■ **Deine Aufgaben**:
• A. Beantworte anhand des Textes über Pavia kurz diese Fragen:
(i) Wen heiratete Otto I. im Oktober 951?
(ii) In welchem Jahr wurde der erste Lehrstuhl an der Universität eingerichtet?
(iii) Welche alte deutsche Bezeichnung für die Stadt nennt der Text?
• B. Kopiere aus dem Text über Pavia wortgetreu den Abschnitt zwischen „Während der Kriege“ und „Napoleon Bonaparte geriet.“, beide eingeschlossen.

■ **Dokument**:
Im Oktober 951 heiratete der römisch-deutsche König Otto I. hier Adelheid, die Witwe des italienischen Königs Lothar II., und übernahm die langobardisch-italienische Krone, wodurch Reichsitalien entstand. 1004 wurde Heinrich II. hier zum italienischen König gewählt und gekrönt. In der Stadt gab es eine von Theoderich gebaute Pfalz, die von Otto III. prächtig ausgeschmückt wurde.[2] Die Bewohner zerstörten diese nach dem Tod Heinrichs II. 1024, was zu einem Streit mit Konrad II. führte, der sie als seinen Besitz beanspruchte.[3] Bis ins Spätmittelalter hinein behielt Pavia, nun Teil des Heiligen Römischen Reiches, allerdings eine große symbolische Bedeutung.
In den folgenden Jahrhunderten gehörte Pavia zu den wichtigsten Städten Italiens. Im Jahr 1359, nach einer langen Belagerung,[4] wurde es von der Familie der Visconti, den Herrschern Mailands, erobert und wurde ein Zentrum der norditalienischen Kunst und Wissenschaft; 1361 wurde der erste Lehrstuhl an der Universität eingerichtet. Studenten der christlichen Länder Europas strömten nach Norditalien.
Während der Kriege um Italien kam es ab dem 28. Oktober 1524 zur mehrmonatigen Belagerung der Stadt durch ein französisches Heer mit König Franz I. an der Spitze.[5] Die Niederlage und Gefangennahme des Königs von Frankreich in der Schlacht bei Pavia im Februar 1525 ist eines der bedeutendsten Ereignisse der europäischen Frühneuzeit. Sie ging dem Krieg von 1526/27 voraus, der die Italiener Karl V. unterlegen zeigte und in eine bis 1713 währende spanische Besetzung führte. Pavia wurde durch österreichische Potentaten bis 1796 regiert, als es schließlich in die Hände der französischen Armee unter Napoleon Bonaparte geriet.
1815 wurde die österreichische Verwaltung wiederhergestellt, bis der zweite italienische Unabhängigkeitskrieg 1859 und die im Jahr darauf folgende Vereinigung Italiens folgte. Von 1859 bis 1927 existierte der Kreis Pavia. Aus dieser Zeit stammt die alte deutsche Bezeichnung für die Stadt: Pawei.

■ **Extrahiertes Material**:
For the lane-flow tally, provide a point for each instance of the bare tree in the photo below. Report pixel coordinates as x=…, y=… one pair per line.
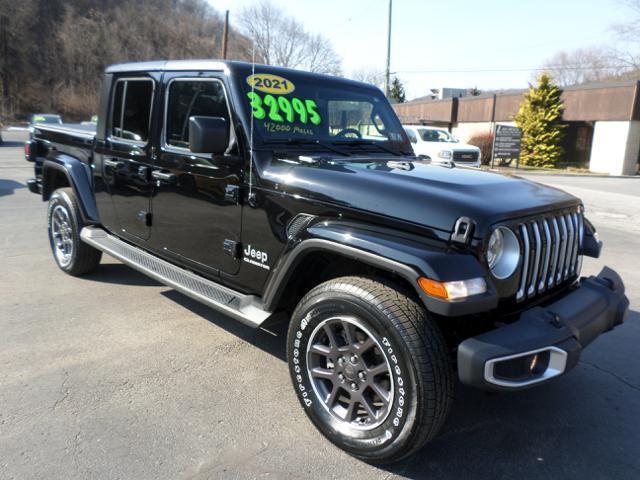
x=53, y=52
x=583, y=65
x=281, y=40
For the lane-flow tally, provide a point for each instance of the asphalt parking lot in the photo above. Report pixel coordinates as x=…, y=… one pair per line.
x=115, y=376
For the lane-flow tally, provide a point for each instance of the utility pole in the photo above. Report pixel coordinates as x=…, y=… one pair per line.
x=386, y=73
x=225, y=35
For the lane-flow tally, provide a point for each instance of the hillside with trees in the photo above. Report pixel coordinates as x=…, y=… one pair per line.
x=52, y=52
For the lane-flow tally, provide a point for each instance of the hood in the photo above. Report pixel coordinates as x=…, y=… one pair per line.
x=455, y=146
x=416, y=192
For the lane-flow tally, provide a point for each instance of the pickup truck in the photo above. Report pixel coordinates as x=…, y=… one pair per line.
x=270, y=193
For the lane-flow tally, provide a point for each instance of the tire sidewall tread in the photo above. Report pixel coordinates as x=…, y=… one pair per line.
x=422, y=356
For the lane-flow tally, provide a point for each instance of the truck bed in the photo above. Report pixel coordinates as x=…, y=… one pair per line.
x=75, y=140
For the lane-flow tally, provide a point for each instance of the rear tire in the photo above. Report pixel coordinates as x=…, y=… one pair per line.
x=64, y=223
x=354, y=340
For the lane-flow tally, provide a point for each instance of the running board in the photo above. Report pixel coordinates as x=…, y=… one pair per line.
x=246, y=308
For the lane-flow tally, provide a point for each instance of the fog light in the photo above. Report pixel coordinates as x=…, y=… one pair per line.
x=526, y=368
x=453, y=290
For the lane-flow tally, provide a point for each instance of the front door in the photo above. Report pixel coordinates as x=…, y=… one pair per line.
x=127, y=155
x=196, y=207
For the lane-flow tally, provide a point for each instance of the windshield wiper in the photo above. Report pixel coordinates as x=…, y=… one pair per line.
x=359, y=141
x=304, y=141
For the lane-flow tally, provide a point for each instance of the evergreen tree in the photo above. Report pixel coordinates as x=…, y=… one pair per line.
x=539, y=118
x=396, y=91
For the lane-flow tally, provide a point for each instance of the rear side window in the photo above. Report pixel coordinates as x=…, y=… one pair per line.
x=188, y=98
x=131, y=111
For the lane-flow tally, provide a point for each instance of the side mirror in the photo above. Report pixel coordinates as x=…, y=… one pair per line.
x=208, y=135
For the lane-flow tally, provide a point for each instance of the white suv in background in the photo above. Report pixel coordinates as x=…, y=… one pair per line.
x=442, y=147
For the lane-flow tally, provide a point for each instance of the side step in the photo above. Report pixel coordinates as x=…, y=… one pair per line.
x=246, y=308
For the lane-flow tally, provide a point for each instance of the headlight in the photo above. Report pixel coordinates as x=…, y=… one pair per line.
x=503, y=253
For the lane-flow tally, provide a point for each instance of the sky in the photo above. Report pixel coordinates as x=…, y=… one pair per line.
x=493, y=44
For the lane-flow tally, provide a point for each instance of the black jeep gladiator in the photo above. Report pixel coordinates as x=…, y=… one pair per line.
x=260, y=191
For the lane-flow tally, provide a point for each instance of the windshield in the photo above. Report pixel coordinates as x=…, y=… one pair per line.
x=303, y=109
x=433, y=135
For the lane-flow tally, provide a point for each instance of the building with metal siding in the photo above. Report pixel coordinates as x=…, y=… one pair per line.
x=603, y=121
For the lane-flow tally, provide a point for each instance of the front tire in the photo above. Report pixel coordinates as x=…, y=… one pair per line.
x=64, y=223
x=370, y=368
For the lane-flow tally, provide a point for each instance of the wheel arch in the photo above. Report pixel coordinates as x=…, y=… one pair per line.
x=62, y=170
x=361, y=250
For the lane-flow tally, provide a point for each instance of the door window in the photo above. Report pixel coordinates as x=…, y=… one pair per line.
x=131, y=111
x=188, y=98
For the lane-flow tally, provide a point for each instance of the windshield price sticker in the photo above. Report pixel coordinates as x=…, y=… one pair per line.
x=281, y=109
x=265, y=82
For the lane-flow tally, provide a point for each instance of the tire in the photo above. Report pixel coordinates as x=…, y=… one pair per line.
x=382, y=327
x=64, y=224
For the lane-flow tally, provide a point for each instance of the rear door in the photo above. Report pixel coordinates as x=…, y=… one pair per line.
x=196, y=209
x=127, y=156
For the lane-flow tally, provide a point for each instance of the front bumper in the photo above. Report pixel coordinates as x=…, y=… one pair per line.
x=546, y=341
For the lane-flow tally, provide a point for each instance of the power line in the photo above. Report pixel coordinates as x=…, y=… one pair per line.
x=519, y=69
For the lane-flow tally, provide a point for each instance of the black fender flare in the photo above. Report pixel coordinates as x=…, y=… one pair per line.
x=78, y=175
x=385, y=251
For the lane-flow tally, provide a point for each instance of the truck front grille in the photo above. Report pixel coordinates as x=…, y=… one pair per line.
x=550, y=246
x=465, y=157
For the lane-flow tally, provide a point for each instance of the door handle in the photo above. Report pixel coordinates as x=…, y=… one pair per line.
x=112, y=163
x=163, y=177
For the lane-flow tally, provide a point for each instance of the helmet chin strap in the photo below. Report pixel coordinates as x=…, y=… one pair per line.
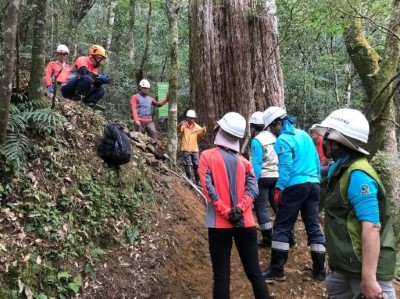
x=97, y=62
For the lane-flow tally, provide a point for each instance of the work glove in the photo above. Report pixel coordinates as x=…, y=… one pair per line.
x=235, y=217
x=104, y=79
x=277, y=197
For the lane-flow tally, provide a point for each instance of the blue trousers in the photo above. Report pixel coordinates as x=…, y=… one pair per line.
x=264, y=200
x=299, y=198
x=83, y=86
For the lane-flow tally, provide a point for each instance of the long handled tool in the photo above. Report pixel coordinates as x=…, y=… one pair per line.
x=195, y=187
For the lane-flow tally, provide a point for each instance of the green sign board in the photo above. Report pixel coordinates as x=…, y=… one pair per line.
x=162, y=91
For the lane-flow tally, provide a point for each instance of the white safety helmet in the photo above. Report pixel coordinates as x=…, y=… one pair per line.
x=191, y=114
x=346, y=126
x=233, y=123
x=271, y=114
x=144, y=83
x=62, y=49
x=256, y=118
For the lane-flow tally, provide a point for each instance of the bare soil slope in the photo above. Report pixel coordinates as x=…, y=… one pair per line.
x=171, y=260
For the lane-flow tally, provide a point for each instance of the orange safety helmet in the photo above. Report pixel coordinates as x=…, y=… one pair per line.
x=97, y=50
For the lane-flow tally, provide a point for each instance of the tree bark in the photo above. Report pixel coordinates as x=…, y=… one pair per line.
x=173, y=13
x=234, y=57
x=140, y=71
x=132, y=14
x=7, y=67
x=110, y=23
x=376, y=73
x=38, y=50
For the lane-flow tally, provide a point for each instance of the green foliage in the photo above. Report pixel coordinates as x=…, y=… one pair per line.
x=388, y=170
x=23, y=118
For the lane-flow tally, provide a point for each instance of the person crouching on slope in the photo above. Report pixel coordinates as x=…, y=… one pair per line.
x=230, y=186
x=57, y=70
x=189, y=147
x=84, y=82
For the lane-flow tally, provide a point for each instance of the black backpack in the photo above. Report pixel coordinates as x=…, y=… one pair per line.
x=115, y=149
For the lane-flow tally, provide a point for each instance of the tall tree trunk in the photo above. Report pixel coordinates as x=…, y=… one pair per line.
x=173, y=10
x=375, y=74
x=140, y=71
x=110, y=25
x=38, y=50
x=77, y=11
x=132, y=15
x=110, y=22
x=234, y=57
x=7, y=67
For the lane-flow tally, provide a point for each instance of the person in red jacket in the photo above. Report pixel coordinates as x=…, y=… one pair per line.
x=57, y=70
x=230, y=187
x=141, y=104
x=84, y=81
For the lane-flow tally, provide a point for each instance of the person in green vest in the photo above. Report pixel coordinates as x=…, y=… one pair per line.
x=359, y=232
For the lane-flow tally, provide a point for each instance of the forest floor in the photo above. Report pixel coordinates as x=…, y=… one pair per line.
x=171, y=260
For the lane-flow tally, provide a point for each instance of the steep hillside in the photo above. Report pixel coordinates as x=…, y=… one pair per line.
x=71, y=227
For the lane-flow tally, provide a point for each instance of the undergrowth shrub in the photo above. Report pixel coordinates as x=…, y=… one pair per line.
x=24, y=118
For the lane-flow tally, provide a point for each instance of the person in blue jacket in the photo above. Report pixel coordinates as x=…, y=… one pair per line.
x=297, y=190
x=265, y=164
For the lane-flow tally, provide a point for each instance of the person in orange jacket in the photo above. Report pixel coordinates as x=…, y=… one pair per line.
x=190, y=149
x=84, y=81
x=230, y=186
x=141, y=105
x=57, y=70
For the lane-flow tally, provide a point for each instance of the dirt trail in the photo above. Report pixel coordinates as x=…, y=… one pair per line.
x=172, y=259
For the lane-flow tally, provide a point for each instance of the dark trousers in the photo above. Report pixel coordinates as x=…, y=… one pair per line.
x=299, y=198
x=264, y=200
x=83, y=86
x=147, y=126
x=220, y=242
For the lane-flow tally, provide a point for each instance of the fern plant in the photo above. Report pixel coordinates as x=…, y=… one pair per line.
x=22, y=116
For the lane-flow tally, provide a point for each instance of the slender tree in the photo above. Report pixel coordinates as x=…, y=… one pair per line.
x=77, y=11
x=38, y=50
x=140, y=71
x=173, y=13
x=376, y=74
x=234, y=57
x=132, y=17
x=7, y=67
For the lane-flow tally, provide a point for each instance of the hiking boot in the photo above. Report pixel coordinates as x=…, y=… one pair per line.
x=188, y=171
x=292, y=239
x=266, y=240
x=275, y=269
x=319, y=270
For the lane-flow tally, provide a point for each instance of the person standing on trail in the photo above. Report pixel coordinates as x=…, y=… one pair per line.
x=230, y=187
x=265, y=164
x=358, y=224
x=84, y=81
x=297, y=190
x=324, y=161
x=190, y=149
x=141, y=104
x=57, y=70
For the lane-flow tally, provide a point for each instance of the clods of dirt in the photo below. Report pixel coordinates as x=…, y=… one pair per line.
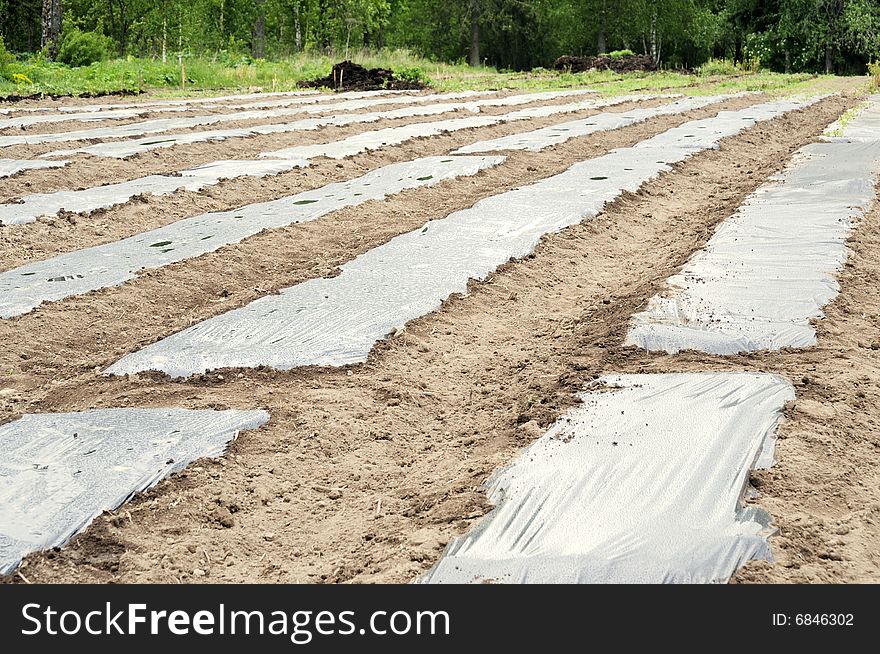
x=622, y=64
x=349, y=76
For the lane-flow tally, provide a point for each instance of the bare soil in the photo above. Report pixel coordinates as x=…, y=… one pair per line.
x=364, y=473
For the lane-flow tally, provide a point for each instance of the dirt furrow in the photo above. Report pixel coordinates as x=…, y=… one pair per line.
x=364, y=473
x=48, y=237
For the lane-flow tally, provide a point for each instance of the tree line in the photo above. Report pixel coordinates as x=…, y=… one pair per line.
x=786, y=35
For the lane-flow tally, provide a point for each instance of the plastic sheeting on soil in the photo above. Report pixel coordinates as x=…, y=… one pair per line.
x=59, y=471
x=47, y=204
x=157, y=125
x=639, y=484
x=80, y=271
x=377, y=139
x=102, y=197
x=555, y=134
x=770, y=268
x=130, y=148
x=9, y=167
x=337, y=321
x=86, y=117
x=863, y=124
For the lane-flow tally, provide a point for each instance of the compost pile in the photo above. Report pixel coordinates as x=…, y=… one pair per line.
x=349, y=76
x=623, y=64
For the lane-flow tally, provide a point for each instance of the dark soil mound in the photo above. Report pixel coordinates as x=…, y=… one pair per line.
x=624, y=64
x=349, y=76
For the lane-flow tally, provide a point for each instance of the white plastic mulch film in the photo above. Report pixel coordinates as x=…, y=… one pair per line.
x=60, y=471
x=641, y=483
x=9, y=167
x=195, y=103
x=336, y=321
x=555, y=134
x=166, y=124
x=770, y=268
x=32, y=207
x=128, y=148
x=80, y=271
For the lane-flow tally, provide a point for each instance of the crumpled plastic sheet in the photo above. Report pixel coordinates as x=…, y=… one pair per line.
x=59, y=471
x=556, y=134
x=86, y=117
x=377, y=139
x=642, y=483
x=122, y=149
x=129, y=148
x=102, y=197
x=9, y=167
x=770, y=268
x=165, y=124
x=337, y=321
x=80, y=271
x=48, y=204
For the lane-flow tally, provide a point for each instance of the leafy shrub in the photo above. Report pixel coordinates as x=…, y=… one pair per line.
x=80, y=48
x=719, y=67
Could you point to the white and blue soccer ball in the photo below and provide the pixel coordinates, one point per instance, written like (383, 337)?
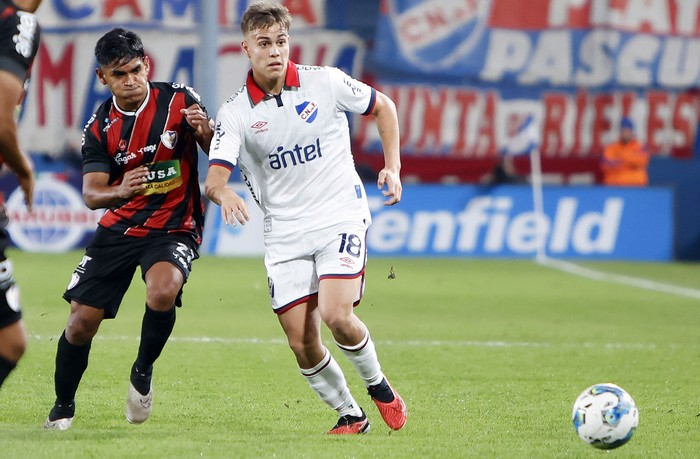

■ **Gegebene Antworten**:
• A.
(i) Adelheid, die Witwe des italienischen Königs Lothar II.
(ii) 1361
(iii) Pawei

• B.
Während der Kriege um Italien kam es ab dem 28. Oktober 1524 zur mehrmonatigen Belagerung der Stadt durch ein französisches Heer mit König Franz I. an der Spitze.[5] Die Niederlage und Gefangennahme des Königs von Frankreich in der Schlacht bei Pavia im Februar 1525 ist eines der bedeutendsten Ereignisse der europäischen Frühneuzeit. Sie ging dem Krieg von 1526/27 voraus, der die Italiener Karl V. unterlegen zeigte und in eine bis 1713 währende spanische Besetzung führte. Pavia wurde durch österreichische Potentaten bis 1796 regiert, als es schließlich in die Hände der französischen Armee unter Napoleon Bonaparte geriet.